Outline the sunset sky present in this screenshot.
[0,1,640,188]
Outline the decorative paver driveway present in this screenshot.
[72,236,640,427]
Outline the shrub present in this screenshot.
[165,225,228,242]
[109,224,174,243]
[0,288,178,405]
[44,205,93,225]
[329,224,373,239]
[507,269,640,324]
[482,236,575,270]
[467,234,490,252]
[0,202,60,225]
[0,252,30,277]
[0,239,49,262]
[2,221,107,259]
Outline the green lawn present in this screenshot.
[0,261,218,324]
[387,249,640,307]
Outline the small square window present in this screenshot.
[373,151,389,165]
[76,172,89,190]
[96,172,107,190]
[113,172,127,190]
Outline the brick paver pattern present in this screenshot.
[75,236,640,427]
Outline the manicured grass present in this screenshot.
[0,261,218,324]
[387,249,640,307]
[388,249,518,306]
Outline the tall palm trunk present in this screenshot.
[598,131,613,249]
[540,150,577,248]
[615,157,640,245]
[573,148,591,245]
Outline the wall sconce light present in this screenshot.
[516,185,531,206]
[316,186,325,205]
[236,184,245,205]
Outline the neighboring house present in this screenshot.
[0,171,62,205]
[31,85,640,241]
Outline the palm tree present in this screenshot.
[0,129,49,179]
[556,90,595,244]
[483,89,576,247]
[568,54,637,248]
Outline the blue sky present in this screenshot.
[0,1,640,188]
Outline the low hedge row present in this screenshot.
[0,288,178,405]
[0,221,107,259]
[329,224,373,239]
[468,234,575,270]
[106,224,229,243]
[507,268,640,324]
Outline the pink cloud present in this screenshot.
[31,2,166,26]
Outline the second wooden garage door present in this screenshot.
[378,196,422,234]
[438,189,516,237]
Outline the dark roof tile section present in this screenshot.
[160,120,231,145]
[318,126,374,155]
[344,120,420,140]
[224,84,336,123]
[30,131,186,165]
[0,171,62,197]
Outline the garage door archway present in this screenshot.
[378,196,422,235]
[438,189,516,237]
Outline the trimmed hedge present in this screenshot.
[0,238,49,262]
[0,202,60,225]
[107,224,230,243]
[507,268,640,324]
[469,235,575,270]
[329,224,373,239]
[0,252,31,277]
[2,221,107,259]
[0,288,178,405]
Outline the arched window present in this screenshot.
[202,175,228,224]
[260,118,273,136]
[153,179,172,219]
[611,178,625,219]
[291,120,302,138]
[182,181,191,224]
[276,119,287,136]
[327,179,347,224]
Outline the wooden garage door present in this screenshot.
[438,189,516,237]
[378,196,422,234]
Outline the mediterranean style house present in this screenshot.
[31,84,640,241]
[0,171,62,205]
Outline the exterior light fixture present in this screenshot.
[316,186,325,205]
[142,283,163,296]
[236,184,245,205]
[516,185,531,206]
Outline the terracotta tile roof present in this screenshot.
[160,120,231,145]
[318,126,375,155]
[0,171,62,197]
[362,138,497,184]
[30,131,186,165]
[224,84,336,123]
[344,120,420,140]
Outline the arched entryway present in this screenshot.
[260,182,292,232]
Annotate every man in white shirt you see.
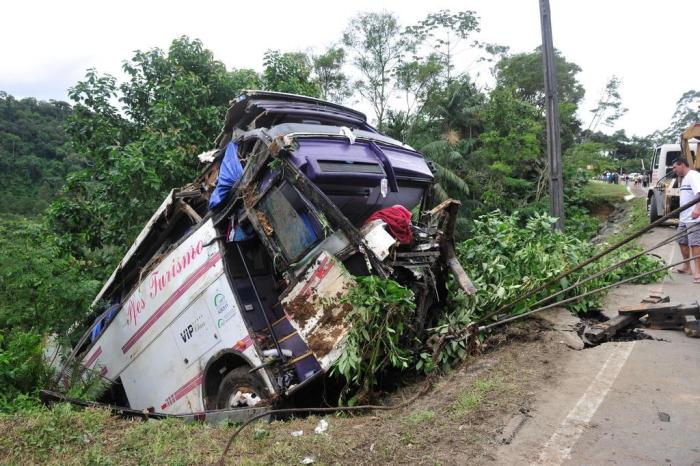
[673,159,700,283]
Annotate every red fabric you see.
[365,204,413,244]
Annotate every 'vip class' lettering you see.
[126,295,146,325]
[126,240,204,325]
[180,324,194,343]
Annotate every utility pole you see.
[540,0,564,231]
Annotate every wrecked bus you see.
[68,91,473,414]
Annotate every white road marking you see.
[533,342,635,465]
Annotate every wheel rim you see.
[226,385,262,408]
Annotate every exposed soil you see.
[0,320,576,465]
[255,210,275,236]
[586,202,615,221]
[231,320,569,465]
[284,295,316,328]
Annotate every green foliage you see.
[263,50,320,97]
[432,212,664,366]
[331,276,416,405]
[48,37,243,262]
[0,220,100,410]
[495,47,585,150]
[652,89,700,144]
[562,141,619,177]
[477,88,543,211]
[312,47,352,102]
[0,91,80,215]
[0,328,49,412]
[343,12,414,130]
[588,76,627,131]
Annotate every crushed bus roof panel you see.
[64,91,474,414]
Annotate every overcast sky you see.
[0,0,700,135]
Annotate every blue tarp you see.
[209,142,243,210]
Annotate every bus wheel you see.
[647,194,661,223]
[216,366,269,409]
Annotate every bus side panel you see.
[83,220,223,378]
[117,275,269,413]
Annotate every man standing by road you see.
[673,159,700,283]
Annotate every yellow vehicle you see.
[647,123,700,223]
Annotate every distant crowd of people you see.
[600,172,649,188]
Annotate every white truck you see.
[647,142,697,223]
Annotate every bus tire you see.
[216,366,270,409]
[649,194,661,223]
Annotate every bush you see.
[0,221,100,411]
[434,212,665,365]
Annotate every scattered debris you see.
[581,294,700,346]
[535,307,585,351]
[253,429,270,440]
[314,419,328,434]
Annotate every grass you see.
[582,181,629,204]
[408,410,435,425]
[451,378,503,415]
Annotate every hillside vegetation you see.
[0,11,694,422]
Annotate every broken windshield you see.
[258,183,324,262]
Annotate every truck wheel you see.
[216,366,270,409]
[648,194,661,223]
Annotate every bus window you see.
[258,182,324,262]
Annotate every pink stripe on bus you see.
[160,372,204,409]
[85,346,102,367]
[122,252,221,354]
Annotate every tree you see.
[0,92,80,216]
[588,76,627,131]
[495,47,585,150]
[263,50,320,97]
[477,87,547,211]
[343,13,413,130]
[425,74,486,139]
[395,54,443,138]
[496,47,585,109]
[312,47,352,103]
[653,89,700,144]
[48,37,246,268]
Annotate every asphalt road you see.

☆ ☆ ☆ ☆ ☆

Convert every one of the rows above into a JSON list of strings, one string per line, with blank lines omitted. Leave the pictures out of your answer.

[
  "Outline the sunset sky present in this screenshot.",
  "[0,1,640,188]",
  "Outline the decorative paver driveway present in this screenshot.",
  "[72,236,640,427]",
  "Outline the shrub present in this screenshot.",
  "[165,225,228,242]",
  "[109,224,174,243]",
  "[0,288,178,405]",
  "[44,205,93,225]",
  "[329,224,373,239]",
  "[507,269,640,324]",
  "[482,236,575,270]",
  "[467,234,490,252]",
  "[0,202,60,225]",
  "[0,252,30,277]",
  "[0,239,49,262]",
  "[2,221,107,259]",
  "Outline the green lawn present in this screenshot.",
  "[0,261,218,324]",
  "[387,249,640,307]",
  "Outline the small square window present in this screenshot.",
  "[373,151,389,165]",
  "[76,172,89,190]",
  "[96,172,107,190]",
  "[113,172,127,190]",
  "Outline the brick paver pattern present in this screenshot.",
  "[75,236,640,427]",
  "Outline the manicured grass present in this screenshot.",
  "[0,261,218,324]",
  "[387,249,640,307]",
  "[388,249,518,306]",
  "Outline the tall palm trunk present in this screenshot.",
  "[598,131,613,249]",
  "[540,150,577,248]",
  "[615,157,640,245]",
  "[573,148,591,245]",
  "Outline the wall sconce light present in this screenshot.",
  "[516,185,531,206]",
  "[316,186,325,205]",
  "[236,184,245,205]",
  "Outline the neighboring house present in this screenshot.",
  "[0,171,62,205]",
  "[31,85,640,241]",
  "Outline the palm tree present in this screenshot.",
  "[0,129,49,179]",
  "[556,90,595,244]",
  "[483,89,576,247]",
  "[568,54,637,248]",
  "Outline the blue sky present in this screenshot.",
  "[0,1,640,188]",
  "Outline the low hedge row present in this screenshot.",
  "[0,288,178,405]",
  "[0,221,107,259]",
  "[329,224,373,239]",
  "[468,234,575,270]",
  "[106,224,229,243]",
  "[507,268,640,324]",
  "Outline the pink cloud present in this screenshot.",
  "[31,2,166,26]",
  "Outline the second wooden garage door present in this screenshot.",
  "[378,196,422,234]",
  "[438,189,516,237]",
  "Outline the dark roof tile section present in this screenshot.",
  "[160,120,231,145]",
  "[318,126,374,155]",
  "[344,120,420,140]",
  "[224,84,336,123]",
  "[30,131,186,165]",
  "[0,171,62,197]",
  "Outline the garage door archway present in this screenshot.",
  "[378,196,422,235]",
  "[438,189,516,237]",
  "Outline the trimmed hedge present in this screenshot.",
  "[0,238,49,262]",
  "[0,202,60,225]",
  "[107,224,230,243]",
  "[507,268,640,324]",
  "[469,235,575,270]",
  "[329,224,373,239]",
  "[0,252,31,277]",
  "[2,221,107,259]",
  "[0,288,178,405]",
  "Outline the arched window present in this screenshot.",
  "[202,175,228,224]",
  "[260,118,273,136]",
  "[153,179,172,219]",
  "[611,178,625,219]",
  "[291,120,302,138]",
  "[182,181,191,224]",
  "[276,119,287,136]",
  "[327,179,347,224]",
  "Outline the wooden garage door present in this screenshot.",
  "[438,189,516,237]",
  "[378,196,422,234]",
  "Outline the mediterranean style house present in this screenshot.",
  "[31,84,640,241]",
  "[0,171,62,205]",
  "Outline the exterior light fixture present in this screenshot.",
  "[316,186,325,205]",
  "[142,283,163,296]",
  "[236,184,245,205]",
  "[516,185,531,206]",
  "Outline the terracotta tile roof present in this screenshot.",
  "[160,120,231,145]",
  "[318,126,375,155]",
  "[0,171,62,197]",
  "[362,138,497,184]",
  "[30,131,186,165]",
  "[224,84,336,123]",
  "[344,120,420,140]",
  "Outline the arched entryway present in this screenshot.",
  "[260,182,292,232]",
  "Annotate every man in white shirt you see.",
  "[673,159,700,283]",
  "Annotate every red fabric you see.",
  "[365,204,413,244]",
  "Annotate every 'vip class' lettering you see.",
  "[126,295,146,325]",
  "[126,240,204,325]",
  "[180,324,194,343]",
  "Annotate every utility pole you see.",
  "[540,0,564,231]",
  "Annotate every wrecked bus you see.",
  "[68,91,473,414]",
  "Annotate every white road marking you see.",
  "[533,342,635,465]",
  "Annotate every wheel rim you see.",
  "[226,385,262,408]",
  "Annotate every exposed soil you see.",
  "[0,320,576,465]",
  "[255,210,275,236]",
  "[586,202,615,221]",
  "[231,320,569,465]",
  "[284,295,316,328]",
  "Annotate every green foliage you see.",
  "[263,50,320,97]",
  "[432,212,664,366]",
  "[331,276,416,405]",
  "[48,37,243,262]",
  "[0,220,100,410]",
  "[495,47,585,150]",
  "[652,89,700,144]",
  "[562,141,619,177]",
  "[477,88,543,211]",
  "[312,47,352,102]",
  "[0,91,80,215]",
  "[0,328,49,412]",
  "[343,12,414,130]",
  "[588,76,627,131]",
  "Annotate every crushed bus roof panel you see.",
  "[64,91,474,414]",
  "Annotate every overcast sky you see.",
  "[0,0,700,135]",
  "Annotate every blue tarp you see.",
  "[209,142,243,210]",
  "Annotate every bus wheel you see.",
  "[647,194,661,223]",
  "[216,366,269,409]",
  "Annotate every bus side panel you see.",
  "[83,220,223,378]",
  "[117,275,269,413]",
  "Annotate every man standing by road you see.",
  "[673,159,700,283]",
  "Annotate every yellow vehicle you see.",
  "[647,123,700,223]",
  "Annotate every distant crowd of people you see.",
  "[600,172,649,188]",
  "Annotate every white truck you see.",
  "[647,142,697,223]",
  "Annotate every bus tire you see.",
  "[216,366,270,409]",
  "[649,194,661,223]",
  "Annotate every bush you see.",
  "[0,221,100,411]",
  "[434,212,665,365]",
  "Annotate every scattered debris you see.",
  "[581,294,700,346]",
  "[535,307,585,351]",
  "[253,429,270,440]",
  "[314,419,328,434]",
  "Annotate every grass you see.",
  "[582,181,629,204]",
  "[408,410,435,425]",
  "[451,378,503,415]",
  "Annotate every hillside vegetation you see.",
  "[0,11,694,422]",
  "Annotate every broken windshield you see.",
  "[258,183,324,262]",
  "Annotate every truck wheel you see.",
  "[216,366,270,409]",
  "[648,194,661,223]",
  "Annotate every bus window you see.",
  "[258,182,324,262]",
  "Annotate every pink stripe on bus you see.",
  "[160,372,204,409]",
  "[85,346,102,367]",
  "[122,252,221,354]",
  "Annotate every tree you see.",
  "[0,92,80,216]",
  "[588,76,627,131]",
  "[495,47,585,150]",
  "[263,50,320,97]",
  "[477,87,547,211]",
  "[343,13,413,130]",
  "[425,74,486,139]",
  "[395,54,443,138]",
  "[496,47,585,109]",
  "[312,47,352,103]",
  "[653,89,700,144]",
  "[48,37,246,268]",
  "Annotate every asphalt road you see."
]